**DOCUMENT**
* * * * * * * * *

Le saviez-vous ? Une femme peut prendre du plaisir au lit ! Avec Babygirl, Halina Reijn relève le défi de vous le prouver aux côtés de l’une des plus grandes comédiennes d’Hollywood, Nicole Kidman.
Alors que nous sommes bien installés dans nos fauteuils de cinéma et que la séance débute, un questionnement de cinéphile nous vient parfois en tête : sur quels sons le film projeté va t-il s’ouvrir ? Une musique ? Un silence ? Des bruits de pas ? Babygirl, lui, annonce la couleur d’office, avec l’écho d’un orgasme féminin. Enfin, en est-ce vraiment un ? Cette nouvelle réalisation de Halina Reijn pose rapidement question sur ses intentions, entre film féministe et énième portrait des abus patriarcaux.
« Romy (Nicole Kidman), PDG d’une grande entreprise, a tout pour être heureuse : un mari aimant, deux filles épanouies et une carrière réussie. Mais un jour, elle rencontre un jeune stagiaire (Harris Dickinson) dans la société qu’elle dirige à New York. Elle entame avec lui une liaison torride, quitte à tout risquer pour réaliser ses fantasmes les plus enfouis… »

* * * * * * * * *

**INFORMATIONS AFFICHÉES**

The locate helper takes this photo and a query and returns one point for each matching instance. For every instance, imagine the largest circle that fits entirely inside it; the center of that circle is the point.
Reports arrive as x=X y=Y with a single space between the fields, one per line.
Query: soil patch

* * * * * * * * *

**CONSIGNE**
Recopiez mot pour mot le passage de la critique de Babygirl qui va de « Le saviez-vous ? » à « d’Hollywood, Nicole Kidman. ».

**RÉPONSE ATTENDUE**
Le saviez-vous ? Une femme peut prendre du plaisir au lit ! Avec Babygirl, Halina Reijn relève le défi de vous le prouver aux côtés de l’une des plus grandes comédiennes d’Hollywood, Nicole Kidman.